**Excerpts from a dataset**
<<<<

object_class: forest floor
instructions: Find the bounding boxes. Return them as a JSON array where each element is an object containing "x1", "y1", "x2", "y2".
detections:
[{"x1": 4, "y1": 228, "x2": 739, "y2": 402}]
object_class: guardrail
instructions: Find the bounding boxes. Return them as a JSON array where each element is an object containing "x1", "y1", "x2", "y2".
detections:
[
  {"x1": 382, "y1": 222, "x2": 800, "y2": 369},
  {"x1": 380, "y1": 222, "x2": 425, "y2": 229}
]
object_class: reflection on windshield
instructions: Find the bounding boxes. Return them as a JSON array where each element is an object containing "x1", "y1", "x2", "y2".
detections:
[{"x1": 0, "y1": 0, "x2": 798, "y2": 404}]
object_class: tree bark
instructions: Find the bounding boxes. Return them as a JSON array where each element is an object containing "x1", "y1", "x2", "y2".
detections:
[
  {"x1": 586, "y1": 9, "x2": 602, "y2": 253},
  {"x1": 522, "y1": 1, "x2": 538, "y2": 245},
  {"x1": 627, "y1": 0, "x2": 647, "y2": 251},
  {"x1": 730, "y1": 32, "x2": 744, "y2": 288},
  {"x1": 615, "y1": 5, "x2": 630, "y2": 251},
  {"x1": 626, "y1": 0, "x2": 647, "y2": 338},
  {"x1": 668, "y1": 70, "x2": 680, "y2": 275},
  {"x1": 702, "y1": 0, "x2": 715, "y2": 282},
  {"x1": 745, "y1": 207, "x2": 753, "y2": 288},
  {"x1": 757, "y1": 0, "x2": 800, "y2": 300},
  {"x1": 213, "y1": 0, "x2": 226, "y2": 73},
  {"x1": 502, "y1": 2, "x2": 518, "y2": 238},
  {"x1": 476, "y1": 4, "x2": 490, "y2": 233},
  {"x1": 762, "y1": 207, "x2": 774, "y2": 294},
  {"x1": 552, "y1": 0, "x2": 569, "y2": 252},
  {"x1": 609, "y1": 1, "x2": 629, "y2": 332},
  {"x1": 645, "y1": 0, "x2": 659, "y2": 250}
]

>>>>

**Problem details**
Send back the lines of the records word for word, from the very first through the line containing "object_class: reflection on windshield".

**Answer section**
object_class: forest floor
instructions: Find the bounding boxes. Return them as a JSON array where each element is an object containing "x1", "y1", "x2", "y2".
detections:
[{"x1": 4, "y1": 228, "x2": 739, "y2": 402}]
object_class: guardrail
instructions: Find the bounding boxes. Return them as a JSON array where each element is an object containing "x1", "y1", "x2", "y2".
detections:
[
  {"x1": 382, "y1": 222, "x2": 800, "y2": 369},
  {"x1": 380, "y1": 222, "x2": 425, "y2": 229}
]
object_class: reflection on windshield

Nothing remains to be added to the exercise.